## Challenge 1
Shift every coordinate in the bounding-box answers by adding 116. Write out the records again, starting with their first line and going on through the line containing "top-left (0, 385), bottom-right (300, 450)", with both ends and the requests included, the pictures left out, and the sample coordinates in the requests kept as they are.

Start of Supplied text

Robert Cameron (April 21, 1911 – November 10, 2009) was a famed American photographer and author of numerous books featuring aerial photographs of numerous cities throughout the globe. He also invented a fad diet known as the Drinking Man's Diet.

Works
Cameron's book style consists of an aerial photograph with text and history of the site and occasionally on the opposing page a historical photo of the same site with text. The books are always all photographic and are primarily of large conurbations. His career began as a photographic journalist for the Des Moines Register in 1933. During the Second World War he worked as a photographer for the United States Department of War. He founded the publishing company Cameron and Company in 1964 with the publication of The Drinking Man's Diet, which went on to sell over 2.4 million copies worldwide in 13 different languages. His books of aerial photography include:
 Above San Francisco
 Above New York
 Above Paris
 Above London
 Above Mexico City 
 Above Las Vegas
 Above Chicago
 Above Los Angeles
 Above Washington
 Above Seattle
 Above San Diego
 Above Carmel
 Above Mackinac
 Above Yosemite
 Above Tahoe
 Above Alcatraz
 Above Petoskey
 Above Harbor Springs
 Above Makinak Island

In the 1991 film Defending Your Life, Cameron's books can be seen sitting on a coffee table, one of which features the film's fictitious city, Judgement City.

End of Supplied text
Start of Provided data

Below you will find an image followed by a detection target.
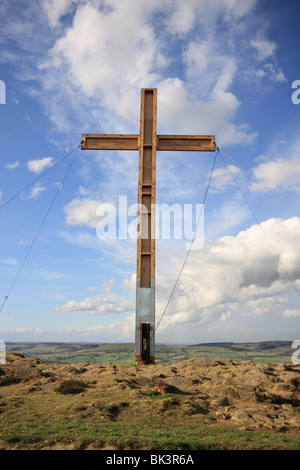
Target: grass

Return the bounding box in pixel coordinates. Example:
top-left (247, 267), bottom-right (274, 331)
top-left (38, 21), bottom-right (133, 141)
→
top-left (2, 418), bottom-right (300, 450)
top-left (0, 385), bottom-right (300, 450)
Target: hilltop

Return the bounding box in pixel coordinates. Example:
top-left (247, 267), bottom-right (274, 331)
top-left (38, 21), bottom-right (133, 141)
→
top-left (0, 354), bottom-right (300, 450)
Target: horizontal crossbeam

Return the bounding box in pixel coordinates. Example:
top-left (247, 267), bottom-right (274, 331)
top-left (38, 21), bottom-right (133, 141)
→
top-left (81, 134), bottom-right (216, 152)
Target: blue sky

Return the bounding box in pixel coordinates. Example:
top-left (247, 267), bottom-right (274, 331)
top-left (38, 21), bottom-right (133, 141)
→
top-left (0, 0), bottom-right (300, 344)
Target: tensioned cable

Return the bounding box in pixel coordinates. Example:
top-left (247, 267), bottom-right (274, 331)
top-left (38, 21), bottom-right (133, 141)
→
top-left (222, 146), bottom-right (299, 217)
top-left (0, 146), bottom-right (79, 312)
top-left (139, 147), bottom-right (219, 352)
top-left (0, 145), bottom-right (80, 209)
top-left (220, 150), bottom-right (300, 297)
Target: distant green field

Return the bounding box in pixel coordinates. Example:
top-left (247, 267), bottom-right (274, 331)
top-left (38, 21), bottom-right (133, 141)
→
top-left (6, 341), bottom-right (293, 365)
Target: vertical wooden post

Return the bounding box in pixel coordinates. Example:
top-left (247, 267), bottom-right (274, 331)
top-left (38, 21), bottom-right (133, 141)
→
top-left (135, 88), bottom-right (157, 363)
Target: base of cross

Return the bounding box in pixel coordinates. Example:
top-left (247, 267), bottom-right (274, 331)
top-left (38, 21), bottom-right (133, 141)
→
top-left (134, 354), bottom-right (155, 365)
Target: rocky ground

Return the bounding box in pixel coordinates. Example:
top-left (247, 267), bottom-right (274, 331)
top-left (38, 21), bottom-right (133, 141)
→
top-left (0, 355), bottom-right (300, 448)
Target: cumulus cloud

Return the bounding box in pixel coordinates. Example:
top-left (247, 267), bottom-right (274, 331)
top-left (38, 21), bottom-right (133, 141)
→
top-left (56, 279), bottom-right (134, 315)
top-left (250, 156), bottom-right (300, 192)
top-left (27, 157), bottom-right (53, 173)
top-left (157, 217), bottom-right (300, 328)
top-left (251, 37), bottom-right (278, 60)
top-left (5, 161), bottom-right (19, 170)
top-left (28, 183), bottom-right (46, 199)
top-left (64, 198), bottom-right (100, 228)
top-left (35, 0), bottom-right (257, 145)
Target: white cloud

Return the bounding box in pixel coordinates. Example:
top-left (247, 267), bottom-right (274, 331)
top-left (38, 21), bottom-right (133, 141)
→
top-left (56, 279), bottom-right (135, 315)
top-left (250, 37), bottom-right (278, 60)
top-left (5, 161), bottom-right (19, 170)
top-left (282, 309), bottom-right (300, 318)
top-left (27, 157), bottom-right (53, 173)
top-left (42, 0), bottom-right (75, 27)
top-left (250, 157), bottom-right (300, 192)
top-left (64, 198), bottom-right (100, 228)
top-left (211, 165), bottom-right (241, 191)
top-left (157, 217), bottom-right (300, 329)
top-left (28, 183), bottom-right (46, 199)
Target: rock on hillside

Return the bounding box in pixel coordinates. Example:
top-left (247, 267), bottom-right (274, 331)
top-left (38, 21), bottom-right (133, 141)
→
top-left (0, 354), bottom-right (300, 433)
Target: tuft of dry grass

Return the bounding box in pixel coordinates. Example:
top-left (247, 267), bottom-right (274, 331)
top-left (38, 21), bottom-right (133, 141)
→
top-left (55, 379), bottom-right (87, 395)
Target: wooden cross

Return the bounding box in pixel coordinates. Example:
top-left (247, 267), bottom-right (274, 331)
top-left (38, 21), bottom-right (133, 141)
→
top-left (81, 88), bottom-right (216, 364)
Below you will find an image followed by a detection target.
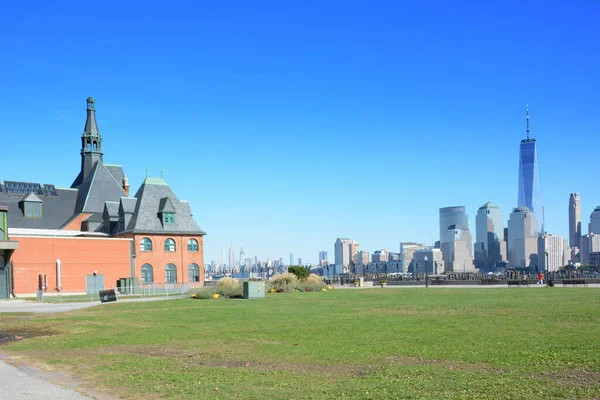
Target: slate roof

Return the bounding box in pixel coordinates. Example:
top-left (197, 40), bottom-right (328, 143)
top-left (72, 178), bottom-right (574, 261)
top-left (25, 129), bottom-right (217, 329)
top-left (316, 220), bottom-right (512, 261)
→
top-left (75, 161), bottom-right (125, 214)
top-left (0, 189), bottom-right (77, 229)
top-left (121, 178), bottom-right (206, 235)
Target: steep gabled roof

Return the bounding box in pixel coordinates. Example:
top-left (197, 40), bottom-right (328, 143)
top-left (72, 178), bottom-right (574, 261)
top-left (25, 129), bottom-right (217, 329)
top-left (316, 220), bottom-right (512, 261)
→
top-left (0, 189), bottom-right (77, 229)
top-left (102, 201), bottom-right (119, 218)
top-left (21, 192), bottom-right (44, 203)
top-left (158, 197), bottom-right (176, 213)
top-left (125, 178), bottom-right (206, 235)
top-left (75, 161), bottom-right (125, 213)
top-left (119, 197), bottom-right (137, 214)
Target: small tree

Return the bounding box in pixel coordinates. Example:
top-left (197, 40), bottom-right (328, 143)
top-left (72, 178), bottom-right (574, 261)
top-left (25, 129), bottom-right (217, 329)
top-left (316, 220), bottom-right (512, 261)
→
top-left (288, 265), bottom-right (310, 280)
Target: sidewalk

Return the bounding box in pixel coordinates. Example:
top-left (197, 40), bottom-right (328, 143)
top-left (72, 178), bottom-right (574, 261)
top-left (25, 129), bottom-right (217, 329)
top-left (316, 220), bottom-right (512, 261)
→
top-left (0, 295), bottom-right (187, 314)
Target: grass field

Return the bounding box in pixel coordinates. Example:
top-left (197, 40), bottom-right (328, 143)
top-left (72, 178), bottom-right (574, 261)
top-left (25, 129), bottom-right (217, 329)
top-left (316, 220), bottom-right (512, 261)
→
top-left (0, 288), bottom-right (600, 399)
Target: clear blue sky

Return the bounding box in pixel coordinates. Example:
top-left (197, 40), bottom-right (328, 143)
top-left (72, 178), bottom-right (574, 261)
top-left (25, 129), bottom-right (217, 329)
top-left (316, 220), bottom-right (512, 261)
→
top-left (0, 0), bottom-right (600, 262)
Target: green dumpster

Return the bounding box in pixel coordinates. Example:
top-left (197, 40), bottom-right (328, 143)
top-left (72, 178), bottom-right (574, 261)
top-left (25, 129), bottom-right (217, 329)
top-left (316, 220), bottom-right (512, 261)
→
top-left (244, 281), bottom-right (265, 299)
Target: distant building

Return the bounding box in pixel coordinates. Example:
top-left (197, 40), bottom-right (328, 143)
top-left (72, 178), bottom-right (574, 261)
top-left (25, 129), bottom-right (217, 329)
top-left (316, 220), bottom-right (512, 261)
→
top-left (440, 206), bottom-right (473, 272)
top-left (329, 238), bottom-right (352, 275)
top-left (319, 250), bottom-right (328, 267)
top-left (508, 207), bottom-right (538, 269)
top-left (400, 242), bottom-right (425, 272)
top-left (409, 248), bottom-right (445, 275)
top-left (579, 233), bottom-right (600, 264)
top-left (588, 206), bottom-right (600, 234)
top-left (474, 202), bottom-right (507, 271)
top-left (511, 109), bottom-right (544, 233)
top-left (372, 249), bottom-right (388, 262)
top-left (350, 240), bottom-right (360, 261)
top-left (229, 246), bottom-right (235, 270)
top-left (569, 193), bottom-right (582, 247)
top-left (441, 225), bottom-right (476, 272)
top-left (538, 235), bottom-right (571, 271)
top-left (354, 250), bottom-right (369, 265)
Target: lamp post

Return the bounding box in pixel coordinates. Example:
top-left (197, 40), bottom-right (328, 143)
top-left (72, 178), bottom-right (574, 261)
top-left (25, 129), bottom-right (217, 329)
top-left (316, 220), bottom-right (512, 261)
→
top-left (423, 256), bottom-right (429, 287)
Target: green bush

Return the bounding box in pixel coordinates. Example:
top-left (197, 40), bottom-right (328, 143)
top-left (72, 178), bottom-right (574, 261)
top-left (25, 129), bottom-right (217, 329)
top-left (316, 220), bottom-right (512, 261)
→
top-left (288, 265), bottom-right (310, 280)
top-left (217, 276), bottom-right (244, 297)
top-left (190, 286), bottom-right (217, 299)
top-left (269, 272), bottom-right (299, 292)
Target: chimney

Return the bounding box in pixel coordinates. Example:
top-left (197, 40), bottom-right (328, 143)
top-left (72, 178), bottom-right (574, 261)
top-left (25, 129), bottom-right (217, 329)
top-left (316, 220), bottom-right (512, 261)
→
top-left (123, 175), bottom-right (129, 197)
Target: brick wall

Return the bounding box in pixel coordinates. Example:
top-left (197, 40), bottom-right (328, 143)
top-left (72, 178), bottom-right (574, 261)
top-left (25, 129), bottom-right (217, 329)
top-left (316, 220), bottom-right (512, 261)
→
top-left (11, 236), bottom-right (130, 296)
top-left (127, 235), bottom-right (204, 286)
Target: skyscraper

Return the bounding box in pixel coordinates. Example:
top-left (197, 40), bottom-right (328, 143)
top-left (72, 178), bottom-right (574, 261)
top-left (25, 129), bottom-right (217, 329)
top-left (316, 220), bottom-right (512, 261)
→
top-left (440, 206), bottom-right (473, 272)
top-left (229, 245), bottom-right (235, 271)
top-left (319, 250), bottom-right (327, 267)
top-left (569, 193), bottom-right (581, 247)
top-left (349, 240), bottom-right (360, 263)
top-left (398, 242), bottom-right (425, 272)
top-left (330, 238), bottom-right (352, 275)
top-left (588, 206), bottom-right (600, 235)
top-left (508, 207), bottom-right (539, 268)
top-left (517, 108), bottom-right (544, 233)
top-left (475, 202), bottom-right (506, 272)
top-left (538, 235), bottom-right (571, 271)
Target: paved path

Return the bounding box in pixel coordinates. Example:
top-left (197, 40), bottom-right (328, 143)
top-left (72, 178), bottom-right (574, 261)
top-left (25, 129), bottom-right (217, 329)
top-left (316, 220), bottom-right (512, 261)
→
top-left (0, 296), bottom-right (187, 313)
top-left (0, 361), bottom-right (91, 400)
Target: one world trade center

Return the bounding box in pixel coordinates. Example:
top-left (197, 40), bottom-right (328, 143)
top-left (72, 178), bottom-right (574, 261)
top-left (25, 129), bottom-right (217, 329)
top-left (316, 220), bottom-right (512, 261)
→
top-left (518, 107), bottom-right (544, 233)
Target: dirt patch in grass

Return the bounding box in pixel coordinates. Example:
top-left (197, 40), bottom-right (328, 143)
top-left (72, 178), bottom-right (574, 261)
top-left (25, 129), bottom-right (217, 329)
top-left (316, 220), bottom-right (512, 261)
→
top-left (361, 306), bottom-right (467, 315)
top-left (0, 328), bottom-right (56, 345)
top-left (536, 369), bottom-right (600, 388)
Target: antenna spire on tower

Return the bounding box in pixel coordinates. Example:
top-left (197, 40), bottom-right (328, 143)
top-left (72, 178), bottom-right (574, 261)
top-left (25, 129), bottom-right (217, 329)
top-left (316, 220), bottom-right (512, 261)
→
top-left (525, 104), bottom-right (529, 140)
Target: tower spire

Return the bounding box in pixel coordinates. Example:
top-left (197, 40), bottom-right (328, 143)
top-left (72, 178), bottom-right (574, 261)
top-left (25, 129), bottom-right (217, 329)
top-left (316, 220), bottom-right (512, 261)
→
top-left (525, 104), bottom-right (529, 141)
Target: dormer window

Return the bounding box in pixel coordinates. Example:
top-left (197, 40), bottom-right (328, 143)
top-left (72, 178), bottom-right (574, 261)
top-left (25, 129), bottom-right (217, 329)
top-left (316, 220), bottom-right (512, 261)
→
top-left (163, 212), bottom-right (175, 225)
top-left (25, 201), bottom-right (42, 218)
top-left (20, 193), bottom-right (43, 218)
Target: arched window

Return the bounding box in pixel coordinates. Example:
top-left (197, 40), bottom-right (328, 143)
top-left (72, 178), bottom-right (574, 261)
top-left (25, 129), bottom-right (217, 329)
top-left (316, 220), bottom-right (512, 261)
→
top-left (165, 264), bottom-right (177, 283)
top-left (165, 238), bottom-right (175, 251)
top-left (188, 264), bottom-right (200, 282)
top-left (142, 264), bottom-right (154, 283)
top-left (140, 238), bottom-right (152, 251)
top-left (188, 239), bottom-right (198, 251)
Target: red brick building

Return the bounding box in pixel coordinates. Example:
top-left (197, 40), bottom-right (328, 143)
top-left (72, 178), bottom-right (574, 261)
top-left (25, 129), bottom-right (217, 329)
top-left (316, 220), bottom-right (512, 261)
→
top-left (0, 97), bottom-right (205, 298)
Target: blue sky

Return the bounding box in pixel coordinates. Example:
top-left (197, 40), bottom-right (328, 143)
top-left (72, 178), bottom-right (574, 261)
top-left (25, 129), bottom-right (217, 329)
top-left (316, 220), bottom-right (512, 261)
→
top-left (0, 0), bottom-right (600, 262)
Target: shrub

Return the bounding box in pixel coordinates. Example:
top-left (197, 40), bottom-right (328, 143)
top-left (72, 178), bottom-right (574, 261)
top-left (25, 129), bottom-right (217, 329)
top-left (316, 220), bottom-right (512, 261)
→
top-left (288, 265), bottom-right (310, 280)
top-left (300, 274), bottom-right (325, 292)
top-left (269, 272), bottom-right (298, 293)
top-left (217, 276), bottom-right (244, 297)
top-left (190, 287), bottom-right (217, 300)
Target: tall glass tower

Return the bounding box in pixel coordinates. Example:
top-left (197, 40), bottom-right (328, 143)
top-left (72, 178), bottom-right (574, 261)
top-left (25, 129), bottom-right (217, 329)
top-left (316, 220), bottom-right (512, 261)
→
top-left (517, 108), bottom-right (544, 232)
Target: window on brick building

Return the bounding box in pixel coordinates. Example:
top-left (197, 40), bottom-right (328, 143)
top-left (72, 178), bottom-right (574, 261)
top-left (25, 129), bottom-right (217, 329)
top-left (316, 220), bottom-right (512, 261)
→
top-left (165, 264), bottom-right (177, 283)
top-left (188, 239), bottom-right (198, 251)
top-left (25, 201), bottom-right (42, 218)
top-left (140, 238), bottom-right (152, 251)
top-left (165, 238), bottom-right (176, 252)
top-left (163, 212), bottom-right (175, 225)
top-left (188, 264), bottom-right (200, 282)
top-left (142, 264), bottom-right (154, 283)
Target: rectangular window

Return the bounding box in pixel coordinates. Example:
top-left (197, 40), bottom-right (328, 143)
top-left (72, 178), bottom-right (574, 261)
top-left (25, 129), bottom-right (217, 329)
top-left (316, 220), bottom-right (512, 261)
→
top-left (25, 201), bottom-right (42, 218)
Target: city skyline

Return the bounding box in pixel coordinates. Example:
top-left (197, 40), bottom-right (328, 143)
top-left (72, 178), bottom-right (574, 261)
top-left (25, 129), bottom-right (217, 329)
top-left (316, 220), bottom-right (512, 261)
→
top-left (0, 2), bottom-right (600, 264)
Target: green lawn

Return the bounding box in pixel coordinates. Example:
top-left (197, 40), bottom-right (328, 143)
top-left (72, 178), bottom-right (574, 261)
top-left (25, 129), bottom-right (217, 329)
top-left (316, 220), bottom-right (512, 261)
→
top-left (0, 288), bottom-right (600, 399)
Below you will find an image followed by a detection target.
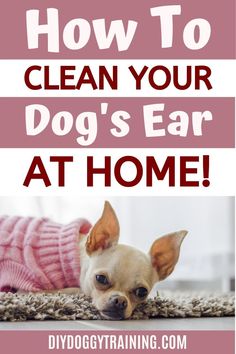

End of Provided data

## Challenge 2
According to the Robert Cameron biography, how many copies of The Drinking Man's Diet were sold?

## Written solution 1
Below you will find an image followed by a detection target.
Target: grass

Return the bounding box in pixel coordinates. Example:
top-left (247, 267), bottom-right (274, 331)
top-left (38, 21), bottom-right (133, 141)
→
top-left (118, 534), bottom-right (416, 566)
top-left (116, 501), bottom-right (416, 566)

## Written solution 2
Over 2.4 million copies worldwide, in 13 different languages.